Within the material, how many of the lines include the word "santa"? State only that number.
▬▬▬▬▬▬
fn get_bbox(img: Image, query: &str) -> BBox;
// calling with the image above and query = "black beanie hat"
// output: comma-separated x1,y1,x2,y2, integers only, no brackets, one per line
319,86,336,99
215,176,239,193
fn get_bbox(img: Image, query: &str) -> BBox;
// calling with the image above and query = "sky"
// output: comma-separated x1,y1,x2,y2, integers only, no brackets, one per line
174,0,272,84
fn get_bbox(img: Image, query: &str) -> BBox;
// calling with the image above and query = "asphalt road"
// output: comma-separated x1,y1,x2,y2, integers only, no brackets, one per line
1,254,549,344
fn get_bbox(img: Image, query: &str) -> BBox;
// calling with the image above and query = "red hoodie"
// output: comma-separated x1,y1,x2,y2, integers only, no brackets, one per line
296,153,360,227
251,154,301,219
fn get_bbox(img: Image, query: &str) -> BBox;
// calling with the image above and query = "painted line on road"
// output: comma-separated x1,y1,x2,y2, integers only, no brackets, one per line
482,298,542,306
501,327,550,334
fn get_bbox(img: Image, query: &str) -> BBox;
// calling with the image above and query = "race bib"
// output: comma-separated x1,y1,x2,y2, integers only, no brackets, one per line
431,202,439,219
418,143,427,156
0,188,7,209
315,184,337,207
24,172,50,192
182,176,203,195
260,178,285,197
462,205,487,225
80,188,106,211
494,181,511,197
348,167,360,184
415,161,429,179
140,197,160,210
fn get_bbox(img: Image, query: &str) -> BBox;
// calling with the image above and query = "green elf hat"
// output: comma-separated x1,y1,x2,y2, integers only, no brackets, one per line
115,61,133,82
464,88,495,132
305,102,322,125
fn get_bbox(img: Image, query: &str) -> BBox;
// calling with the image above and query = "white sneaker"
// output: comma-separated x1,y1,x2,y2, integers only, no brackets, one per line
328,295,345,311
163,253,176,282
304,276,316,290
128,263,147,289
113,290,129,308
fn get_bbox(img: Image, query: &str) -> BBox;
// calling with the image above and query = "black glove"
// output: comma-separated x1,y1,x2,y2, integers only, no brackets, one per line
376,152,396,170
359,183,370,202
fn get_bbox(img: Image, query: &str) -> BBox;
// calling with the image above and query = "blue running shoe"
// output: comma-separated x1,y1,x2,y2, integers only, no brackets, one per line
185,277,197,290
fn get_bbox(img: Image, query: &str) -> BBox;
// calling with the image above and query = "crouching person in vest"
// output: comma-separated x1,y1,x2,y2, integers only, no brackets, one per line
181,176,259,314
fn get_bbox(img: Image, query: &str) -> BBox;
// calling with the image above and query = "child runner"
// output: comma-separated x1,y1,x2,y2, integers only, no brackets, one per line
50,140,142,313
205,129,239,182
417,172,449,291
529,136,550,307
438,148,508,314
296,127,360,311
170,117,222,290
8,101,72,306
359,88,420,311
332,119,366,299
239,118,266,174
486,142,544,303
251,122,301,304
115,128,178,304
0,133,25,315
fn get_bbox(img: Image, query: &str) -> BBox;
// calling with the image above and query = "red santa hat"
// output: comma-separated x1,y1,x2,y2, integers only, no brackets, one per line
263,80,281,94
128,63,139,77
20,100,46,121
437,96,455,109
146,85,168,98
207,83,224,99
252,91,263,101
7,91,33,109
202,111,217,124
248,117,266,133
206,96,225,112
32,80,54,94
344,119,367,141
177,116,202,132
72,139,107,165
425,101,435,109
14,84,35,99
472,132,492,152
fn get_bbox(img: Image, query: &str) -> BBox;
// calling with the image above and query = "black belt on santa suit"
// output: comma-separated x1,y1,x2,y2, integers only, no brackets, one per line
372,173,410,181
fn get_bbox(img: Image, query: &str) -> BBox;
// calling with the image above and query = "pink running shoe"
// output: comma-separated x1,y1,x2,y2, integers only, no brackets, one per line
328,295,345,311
▬▬▬▬▬▬
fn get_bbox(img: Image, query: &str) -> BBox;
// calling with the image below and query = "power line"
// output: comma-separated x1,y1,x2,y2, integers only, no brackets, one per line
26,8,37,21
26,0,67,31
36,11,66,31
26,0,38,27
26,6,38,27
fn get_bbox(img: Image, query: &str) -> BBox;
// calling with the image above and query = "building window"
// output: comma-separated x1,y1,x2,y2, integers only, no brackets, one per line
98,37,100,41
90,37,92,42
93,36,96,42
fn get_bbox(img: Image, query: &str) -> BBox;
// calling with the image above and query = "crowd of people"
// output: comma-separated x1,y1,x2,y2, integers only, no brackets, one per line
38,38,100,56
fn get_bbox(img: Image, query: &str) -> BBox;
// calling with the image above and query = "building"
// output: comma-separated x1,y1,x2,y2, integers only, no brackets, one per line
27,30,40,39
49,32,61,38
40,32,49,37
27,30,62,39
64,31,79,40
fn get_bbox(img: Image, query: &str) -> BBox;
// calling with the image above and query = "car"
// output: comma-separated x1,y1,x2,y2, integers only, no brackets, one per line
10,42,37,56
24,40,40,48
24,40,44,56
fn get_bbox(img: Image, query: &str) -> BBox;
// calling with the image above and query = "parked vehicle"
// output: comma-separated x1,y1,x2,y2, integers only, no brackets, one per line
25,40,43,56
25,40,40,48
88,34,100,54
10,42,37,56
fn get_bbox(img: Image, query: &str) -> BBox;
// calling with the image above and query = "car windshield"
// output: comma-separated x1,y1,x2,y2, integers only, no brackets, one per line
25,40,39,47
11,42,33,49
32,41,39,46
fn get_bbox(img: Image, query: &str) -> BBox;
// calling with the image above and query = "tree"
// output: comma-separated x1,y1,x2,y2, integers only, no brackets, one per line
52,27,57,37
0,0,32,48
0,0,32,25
▬▬▬▬▬▬
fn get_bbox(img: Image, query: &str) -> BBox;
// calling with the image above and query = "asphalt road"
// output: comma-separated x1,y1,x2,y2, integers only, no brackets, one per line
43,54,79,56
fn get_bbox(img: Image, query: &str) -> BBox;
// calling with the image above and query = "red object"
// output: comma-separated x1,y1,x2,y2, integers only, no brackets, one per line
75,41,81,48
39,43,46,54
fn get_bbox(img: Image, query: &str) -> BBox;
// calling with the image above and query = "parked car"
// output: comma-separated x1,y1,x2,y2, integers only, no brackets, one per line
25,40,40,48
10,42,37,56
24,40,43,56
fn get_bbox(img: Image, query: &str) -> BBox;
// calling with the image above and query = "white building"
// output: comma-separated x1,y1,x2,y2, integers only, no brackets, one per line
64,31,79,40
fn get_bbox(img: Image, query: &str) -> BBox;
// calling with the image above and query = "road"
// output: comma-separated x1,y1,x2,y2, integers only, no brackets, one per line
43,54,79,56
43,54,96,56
▬▬▬▬▬▬
Written response:
2